Xinhua yesterday reported that a “premeditated and carefully planned” violent terrorist attack [Chinese] in Shache County, western Xinijang had killed dozens of civilians and destroyed over 30 police vehicles early on Monday morning. Security forces in turn shot dead dozens of the armed assailants “in accordance with the law.” Xinhua’s report came more than a day after unverified rumors of an attack and subsequent crackdown were being deleted from social media, and was accompanied by a government propaganda directive forbidding independent coverage. In the Wall Street Journal, Josh Chin reports that an overseas advocacy group is disputing the state media account of Monday’s violence:
The Uyghur American Association, an exile group, disputed that characterization in a statement Wednesday. Citing unidentified local people, it said more than 20 Uighurs were killed and more than 70 were arrested following protests Monday over heavy-handed police treatment during the Muslim holy month of Ramadan.
“That state media could label the killing of dozens of people as in line with the law reflects the poor regard the state has for its own laws and judicial process,” the association’s president, Alim Seytoff, said in the statement.
The association said several Uighurs had fled to Elixhu from a nearby township earlier this month following protests over the alleged police killing of a Uighur family, and it called for an investigation into Monday’s deaths.
Reached by phone Wednesday, police in Elixhu and Yarkand declined to comment on the association’s statement or offer further information about the clash. Internet access has been cut off in Yarkand since late Monday, a police officer reached in Elixhu earlier told The Wall Street Journal. [Source]
TIME reports that Radio Free Asia’s account also clashes with Xinhua’s, and points to the difficulty of gathering facts about an area as sensitive as Xinjiang:
The dueling narratives point to the challenge of figuring out what, exactly, is happening in China’s vast and restless northwest. The Xinjiang Uighur Autonomous Region, where the incident took place, is contested space. It is both claimed as the homeland of the mostly Muslim, Turkic Uighur people, and also as Chinese territory. In recent years, the area has seethed with unrest attributed, depending on whom you ask, to Islamic terrorism, separatism or heavy-handed repression by the state. For years now, a small minority has fought against the government, usually by targeting symbols of state power, including police stations and transport hubs.

* * * *

**Jobs**
a) List every news organization that the article on the Shache County violence names.
b) In the article on the Shache County violence, who is identified as president of the Uyghur American Association?
c) Write the next paragraph of the article on the Shache County violence, picking up after its final sentence.

**Source data**
* * * *

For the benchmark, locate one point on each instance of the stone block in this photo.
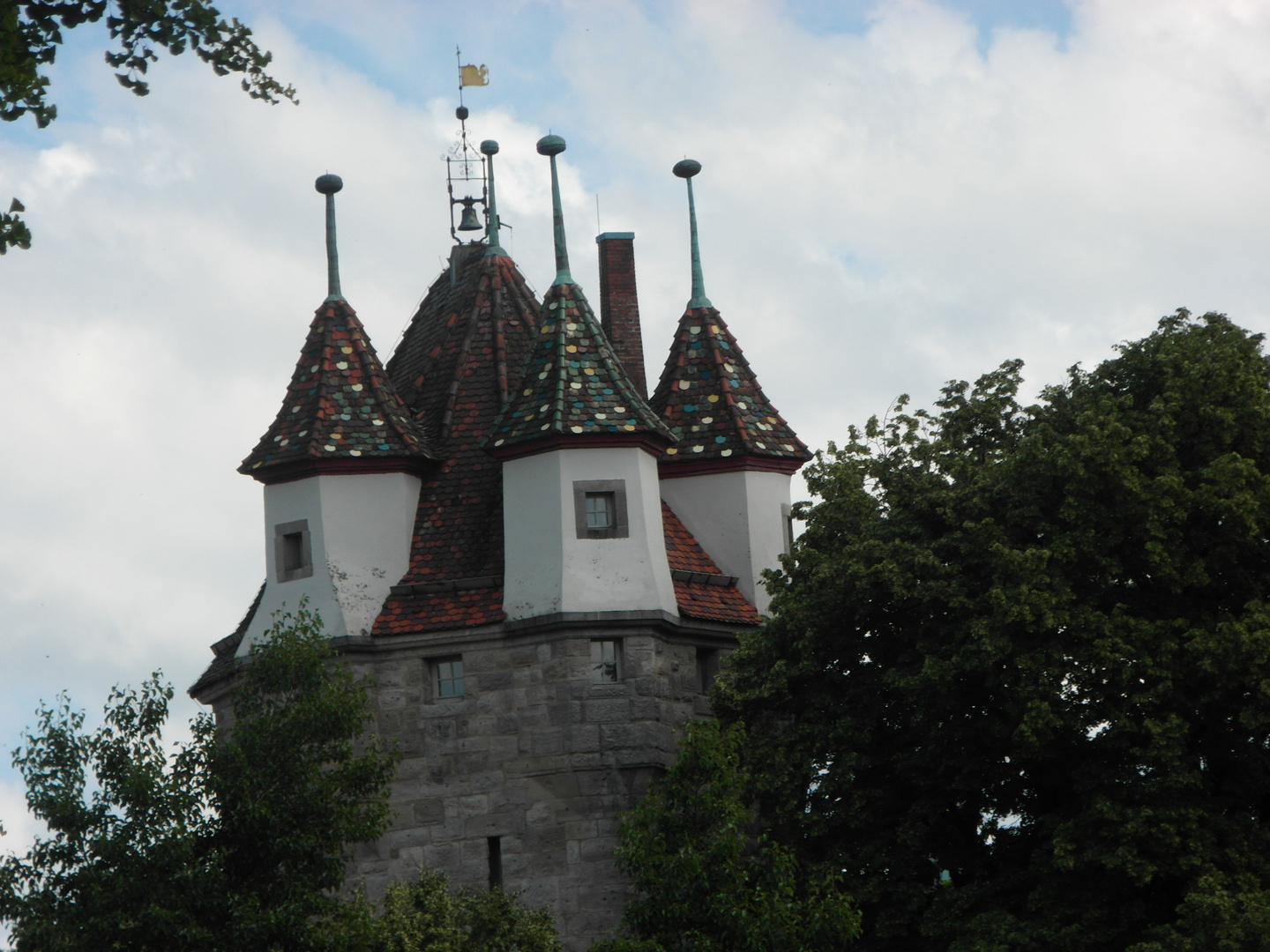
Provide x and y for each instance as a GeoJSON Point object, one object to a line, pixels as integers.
{"type": "Point", "coordinates": [429, 811]}
{"type": "Point", "coordinates": [609, 710]}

* * * *

**Replies**
a) Xinhua, The Wall Street Journal, TIME, Radio Free Asia

b) Alim Seytoff

c)
[…After numerous recent attacks throughout China blamed by the government on Uyghur extremists,] Beijing has […] doubled down on already aggressive security measures and their campaign of forced cultural integration. Across the region, town squares are now patrolled by armed security personnel in riot gear, and villages are sealed off by police checkpoints. Ethnic Uighurs are stopped and searched. Meanwhile, the government has stepped up limits on religious practice by, for instance, putting age restrictions on mosque visits and banning students and government workers from fasting during Ramadan.
In the context of this division and distrust, it makes sense that there are competing claims. The trouble is, China prevents outsiders from gathering information on their own. The foreign press corps is, by virtue of China’s rules, based far from Xinjiang, primarily in the Han-majority cities of Beijing, Shanghai and Guangzhou. Travel to Xinjiang, while not officially forbidden, is effectively restricted. When I visited Urumqi and Hotan in late May, security personnel harassed my Chinese colleague, questioned me, followed our movements and stopped us from traveling to the city of Kashgar. [Source]
More on competing narratives about Xinjiang and the difficulty of covering the region from Andrew Jacobs at the New York Times:
The recent escalation in violence is often subject to different narratives. The government describes the violence as terrorism, often blaming religious fundamentalists seeking independence for the region, while exile groups and human rights advocates attribute many of the deaths to excessive force they say is used to crush peaceful protests.
Government restrictions make independent reporting in the region difficult, and Uighurs who share details of such incidents with foreign news media can face severe punishment. [….] [Source]
Amid conflicting reports on violence in far western Xinjiang, The Guardian reports that jailed Uyghur scholar and activist Ilham Tohti has been formally charged with separatism. The prominent economist was detained from his Beijing home and accused of separatism in January, and formally arrested in February.
Tohti, who has been detained since January, was not informed of the latest move directly, according to his lawyer, who accused authorities of”shocking” handling of the case and ignoring Tohti’s rights to a defence.
[…] Prosecutors in Xinjiang’s capital, Urumqi, where Tohti is held, announced his indictment in a statement posted online. Once charged, conviction is all but certain, particularly in such a high-profile case. Separatism charges in theory carry the death penalty, though they usually result in imprisonment.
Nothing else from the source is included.